ARTICLE.
◆ ◆ ◆ ◆ ◆

Allusions to Royalty are everywhere here. Each floor is named after a country’s monarchy and each room a King or Queen. We were offered interconnecting rooms on the fourth floor – ‘Italian Kings’ and spent the night under a portrait of Umberto II, the last King of Italy (who, rumour has it, was no stranger to a bedroom that wasn’t his.)

Our rooms weren’t in the original building, but in a linked 1960’s tower block extension. They were a decent size. Although the décor was a little dated, the bathrooms looked much newer. All 221 bedrooms come with superfast fibre optic Wi-Fi, satellite TV and 24-hour room service. Apparently the hotel also offers luxurious rooms with four-poster beds with Tencel mattress toppers, roll-top baths, and Nespresso coffee machines, but not for us. We had a bulb missing in one of our bedside lamps. After a call to reception, it was fixed within the hour. We set up the dog crate in one corner and went to explore the city.

It’s an easy 10-minute walk into Chester which is the kind of city you’d take foreign visitors around, pretending that picturesque black and white fronted buildings, a two-tiered shopping gallery, a medieval cathedral, and the ruins of the largest Roman amphitheatre in Britain was standard.

◆ ◆ ◆ ◆ ◆

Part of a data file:

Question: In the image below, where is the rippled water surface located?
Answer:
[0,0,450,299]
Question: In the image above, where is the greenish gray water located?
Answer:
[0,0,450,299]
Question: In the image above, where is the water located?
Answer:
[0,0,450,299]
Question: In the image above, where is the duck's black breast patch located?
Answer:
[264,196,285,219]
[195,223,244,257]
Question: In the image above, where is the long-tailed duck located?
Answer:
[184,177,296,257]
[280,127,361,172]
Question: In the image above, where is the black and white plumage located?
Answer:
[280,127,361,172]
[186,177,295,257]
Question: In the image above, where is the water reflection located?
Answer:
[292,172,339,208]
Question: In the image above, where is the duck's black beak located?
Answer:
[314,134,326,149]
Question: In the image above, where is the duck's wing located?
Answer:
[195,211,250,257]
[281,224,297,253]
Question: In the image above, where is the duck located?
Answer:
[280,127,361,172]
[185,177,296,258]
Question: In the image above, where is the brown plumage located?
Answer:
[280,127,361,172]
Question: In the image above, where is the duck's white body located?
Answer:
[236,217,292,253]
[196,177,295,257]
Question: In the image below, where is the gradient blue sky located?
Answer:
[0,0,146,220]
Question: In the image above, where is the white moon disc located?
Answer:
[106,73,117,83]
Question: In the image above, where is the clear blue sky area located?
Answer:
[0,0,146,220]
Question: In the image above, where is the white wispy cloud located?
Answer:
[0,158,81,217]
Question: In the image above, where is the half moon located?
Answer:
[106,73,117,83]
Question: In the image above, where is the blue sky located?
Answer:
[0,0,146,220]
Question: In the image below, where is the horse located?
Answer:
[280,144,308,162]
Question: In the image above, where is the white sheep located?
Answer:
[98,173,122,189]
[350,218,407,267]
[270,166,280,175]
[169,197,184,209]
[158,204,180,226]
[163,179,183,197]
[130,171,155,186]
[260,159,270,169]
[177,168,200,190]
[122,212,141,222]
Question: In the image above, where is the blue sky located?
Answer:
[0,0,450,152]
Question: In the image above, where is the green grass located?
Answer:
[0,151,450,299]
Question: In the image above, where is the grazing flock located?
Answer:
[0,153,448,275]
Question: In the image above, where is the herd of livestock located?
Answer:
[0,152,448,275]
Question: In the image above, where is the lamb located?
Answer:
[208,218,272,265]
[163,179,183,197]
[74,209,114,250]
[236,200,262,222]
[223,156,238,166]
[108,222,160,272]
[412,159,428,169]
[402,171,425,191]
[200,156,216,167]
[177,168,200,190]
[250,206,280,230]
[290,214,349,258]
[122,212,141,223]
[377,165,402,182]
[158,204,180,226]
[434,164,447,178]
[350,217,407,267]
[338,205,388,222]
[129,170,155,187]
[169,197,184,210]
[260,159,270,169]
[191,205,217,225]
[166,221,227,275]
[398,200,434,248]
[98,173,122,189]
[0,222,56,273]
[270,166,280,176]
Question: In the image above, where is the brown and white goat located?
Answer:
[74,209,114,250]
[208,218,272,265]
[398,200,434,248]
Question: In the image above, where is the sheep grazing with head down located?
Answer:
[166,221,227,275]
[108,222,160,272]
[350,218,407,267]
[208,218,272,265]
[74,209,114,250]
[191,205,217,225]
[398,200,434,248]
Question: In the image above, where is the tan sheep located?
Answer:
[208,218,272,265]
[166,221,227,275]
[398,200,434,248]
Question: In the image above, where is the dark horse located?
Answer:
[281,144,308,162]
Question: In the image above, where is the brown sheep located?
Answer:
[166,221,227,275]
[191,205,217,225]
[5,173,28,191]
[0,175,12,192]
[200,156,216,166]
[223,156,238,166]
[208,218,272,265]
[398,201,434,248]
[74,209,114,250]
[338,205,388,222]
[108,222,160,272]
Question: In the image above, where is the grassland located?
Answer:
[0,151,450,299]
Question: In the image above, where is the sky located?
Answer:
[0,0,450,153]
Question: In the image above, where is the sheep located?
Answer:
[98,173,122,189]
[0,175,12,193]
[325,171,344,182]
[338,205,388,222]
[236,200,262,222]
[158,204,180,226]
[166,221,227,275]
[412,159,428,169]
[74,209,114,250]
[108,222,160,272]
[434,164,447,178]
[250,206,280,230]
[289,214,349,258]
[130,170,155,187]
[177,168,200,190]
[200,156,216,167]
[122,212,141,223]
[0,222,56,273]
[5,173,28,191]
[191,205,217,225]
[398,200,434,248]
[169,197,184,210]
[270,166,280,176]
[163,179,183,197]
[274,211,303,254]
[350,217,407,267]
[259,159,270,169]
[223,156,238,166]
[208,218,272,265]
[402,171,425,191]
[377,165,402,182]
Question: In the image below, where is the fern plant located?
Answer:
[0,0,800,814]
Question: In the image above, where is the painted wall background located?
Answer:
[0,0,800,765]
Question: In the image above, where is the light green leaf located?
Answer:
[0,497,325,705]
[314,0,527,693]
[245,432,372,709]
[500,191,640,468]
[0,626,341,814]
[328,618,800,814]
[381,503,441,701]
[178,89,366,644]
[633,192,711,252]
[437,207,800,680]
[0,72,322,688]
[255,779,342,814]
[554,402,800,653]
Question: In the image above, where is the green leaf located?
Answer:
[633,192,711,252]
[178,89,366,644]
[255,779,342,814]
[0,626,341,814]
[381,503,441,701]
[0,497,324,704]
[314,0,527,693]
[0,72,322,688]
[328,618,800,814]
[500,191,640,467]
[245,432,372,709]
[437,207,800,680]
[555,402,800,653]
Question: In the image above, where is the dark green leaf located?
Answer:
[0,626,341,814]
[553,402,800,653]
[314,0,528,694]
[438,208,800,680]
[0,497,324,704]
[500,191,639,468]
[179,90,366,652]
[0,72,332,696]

◆ ◆ ◆ ◆ ◆

WHAT THIS TASK INVOLVES. Update the hotel review from "It’s an easy" down to "Britain was standard.", changing "cathedral" to "abbey" wherever it occurs.

TASK RESULT.
It’s an easy 10-minute walk into Chester which is the kind of city you’d take foreign visitors around, pretending that picturesque black and white fronted buildings, a two-tiered shopping gallery, a medieval abbey, and the ruins of the largest Roman amphitheatre in Britain was standard.